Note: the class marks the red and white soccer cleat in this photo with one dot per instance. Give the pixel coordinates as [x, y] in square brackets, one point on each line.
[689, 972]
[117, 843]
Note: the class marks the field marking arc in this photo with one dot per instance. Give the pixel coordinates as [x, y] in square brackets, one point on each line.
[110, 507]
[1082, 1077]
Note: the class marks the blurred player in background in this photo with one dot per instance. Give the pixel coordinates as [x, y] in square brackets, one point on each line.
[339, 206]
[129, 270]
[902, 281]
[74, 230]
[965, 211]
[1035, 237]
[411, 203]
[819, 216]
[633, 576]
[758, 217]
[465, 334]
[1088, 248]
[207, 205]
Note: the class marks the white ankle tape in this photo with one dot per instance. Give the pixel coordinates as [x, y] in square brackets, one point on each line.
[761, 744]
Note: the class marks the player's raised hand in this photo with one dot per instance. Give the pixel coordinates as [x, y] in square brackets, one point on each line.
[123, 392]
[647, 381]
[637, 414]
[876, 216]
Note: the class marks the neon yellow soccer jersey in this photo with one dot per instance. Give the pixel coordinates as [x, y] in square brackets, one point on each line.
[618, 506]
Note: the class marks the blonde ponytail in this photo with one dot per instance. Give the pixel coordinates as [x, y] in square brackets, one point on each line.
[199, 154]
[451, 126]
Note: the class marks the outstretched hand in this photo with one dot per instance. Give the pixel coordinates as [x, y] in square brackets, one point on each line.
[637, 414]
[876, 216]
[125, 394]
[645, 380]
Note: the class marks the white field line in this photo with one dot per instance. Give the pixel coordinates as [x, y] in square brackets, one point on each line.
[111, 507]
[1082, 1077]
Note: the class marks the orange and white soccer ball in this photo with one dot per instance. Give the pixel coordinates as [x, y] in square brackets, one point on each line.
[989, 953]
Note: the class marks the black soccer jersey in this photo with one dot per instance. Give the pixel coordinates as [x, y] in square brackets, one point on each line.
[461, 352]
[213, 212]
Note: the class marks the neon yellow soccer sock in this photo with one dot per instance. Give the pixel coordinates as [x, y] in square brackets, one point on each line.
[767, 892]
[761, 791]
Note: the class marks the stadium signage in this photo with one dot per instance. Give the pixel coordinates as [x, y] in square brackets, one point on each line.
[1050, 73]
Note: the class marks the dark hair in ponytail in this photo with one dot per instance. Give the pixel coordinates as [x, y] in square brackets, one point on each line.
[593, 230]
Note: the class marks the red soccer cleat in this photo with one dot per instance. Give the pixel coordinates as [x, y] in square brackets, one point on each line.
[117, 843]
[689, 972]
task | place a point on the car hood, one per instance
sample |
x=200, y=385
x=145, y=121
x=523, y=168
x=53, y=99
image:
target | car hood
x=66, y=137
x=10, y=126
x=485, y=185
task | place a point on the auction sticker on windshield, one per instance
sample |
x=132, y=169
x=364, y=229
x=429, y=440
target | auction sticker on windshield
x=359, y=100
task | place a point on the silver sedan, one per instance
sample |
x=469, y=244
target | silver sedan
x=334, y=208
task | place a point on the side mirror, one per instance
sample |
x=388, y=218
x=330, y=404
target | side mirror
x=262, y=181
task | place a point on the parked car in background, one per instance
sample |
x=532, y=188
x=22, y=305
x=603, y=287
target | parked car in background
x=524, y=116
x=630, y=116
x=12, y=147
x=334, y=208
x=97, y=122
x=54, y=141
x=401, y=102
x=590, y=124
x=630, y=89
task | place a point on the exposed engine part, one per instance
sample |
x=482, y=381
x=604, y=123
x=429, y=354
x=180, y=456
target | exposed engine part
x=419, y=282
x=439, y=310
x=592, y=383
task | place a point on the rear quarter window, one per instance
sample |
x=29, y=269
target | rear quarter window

**TASK ITEM**
Write the data from above out again, exactly.

**SOLVED EXERCISE**
Note: the class marks the red and white soccer cleat in this photo with one dot per instance. Give the pixel coordinates as [x, y] in square brackets, one point on each line.
[689, 972]
[117, 843]
Note: the class marks the field marking arc in this photo with one dot per instance. Give the pixel coordinates as [x, y] in square brackets, one point on each line.
[110, 507]
[1082, 1077]
Note: the class marks the blurred player in background in this photo with one dot per instance. Give the pixel coordinates as [x, y] in square brackets, one point on each line.
[339, 206]
[129, 270]
[902, 281]
[74, 230]
[965, 211]
[1035, 237]
[411, 203]
[819, 216]
[633, 576]
[758, 217]
[465, 334]
[1088, 248]
[207, 205]
Note: the class marks the white ankle tape in this photo with one dot per instance. Give the pixel coordinates as [x, y] in square brackets, one point on each line.
[761, 744]
Note: the class marks the player's raised hand in this photo with one dot per instance. Give the pixel coordinates as [x, y] in square brackets, one point on each line.
[123, 392]
[647, 381]
[637, 414]
[876, 216]
Note: the class marks the neon yellow soccer jersey in this photo with one dot per instance. Give the pixel coordinates as [x, y] in square brackets, one point on each line.
[618, 506]
Note: the class marks the blonde ponytail in this photo with one dot per instance. Give the pixel coordinates as [x, y] in square brackets, one point on each line.
[199, 154]
[451, 126]
Note: the class marks the outstretched hand in this photo with one dot per instance. Give the pixel coordinates as [x, y] in square brackets, one point on each line.
[637, 414]
[876, 216]
[125, 394]
[645, 380]
Note: the class marks the white field line in this photo with one dot per instance. Give the pixel coordinates as [x, y] in square brackets, one point on each line.
[111, 507]
[1082, 1077]
Note: the class marks the orange and white soccer ball in this photo with one dot per instance. Give the pixel coordinates as [x, y] in square brackets, one point on each line.
[989, 953]
Note: the class marks the black soccer jersey in this photo with one dot per instance. Give the pixel coordinates as [x, y] in square brackets, one point on each line.
[461, 352]
[213, 212]
Note: the class marks the neon yellow soccer sock in this photo with one dot per instance. Give the pixel coordinates as [x, y] in square brackets, one point on each line.
[767, 892]
[761, 791]
Note: the class marks the stadium signage in this photo with one dot per instance. Give the pixel coordinates as [x, y] in square brackets, one point on each line.
[1050, 73]
Note: the class marks the dark hair in ponytail in this photo with one dot per instance. Give the pixel coordinates as [x, y] in square brackets, one point on each line.
[593, 230]
Note: the class marks the red soccer cleat in this photo with one dot per instance. Give the pixel coordinates as [x, y] in square brackets, one point on each line.
[117, 843]
[689, 972]
task | place a point on the car hood, one per instance
sample |
x=200, y=385
x=145, y=121
x=523, y=168
x=53, y=99
image:
target | car hood
x=66, y=137
x=10, y=126
x=485, y=185
task | place a point on the auction sticker on windshield, one per instance
sample |
x=132, y=169
x=364, y=229
x=429, y=440
target | auction sticker on windshield
x=359, y=100
task | place a point on the silver sedan, one per instance
sample |
x=469, y=244
target | silver sedan
x=334, y=208
task | place a point on the side mirror, one per instance
sample |
x=388, y=218
x=330, y=404
target | side mirror
x=262, y=181
task | place a point on the parked car in background, one per instance
sample |
x=532, y=188
x=22, y=305
x=603, y=287
target | parked car in background
x=524, y=116
x=630, y=116
x=12, y=147
x=334, y=208
x=97, y=122
x=54, y=141
x=401, y=102
x=590, y=124
x=630, y=89
task | place a point on the exposed engine part, one per instance
sample |
x=482, y=381
x=604, y=123
x=429, y=354
x=180, y=456
target | exposed engine part
x=419, y=282
x=439, y=310
x=592, y=383
task | place a point on the rear quarter window, one per instance
sample |
x=29, y=269
target | rear quarter window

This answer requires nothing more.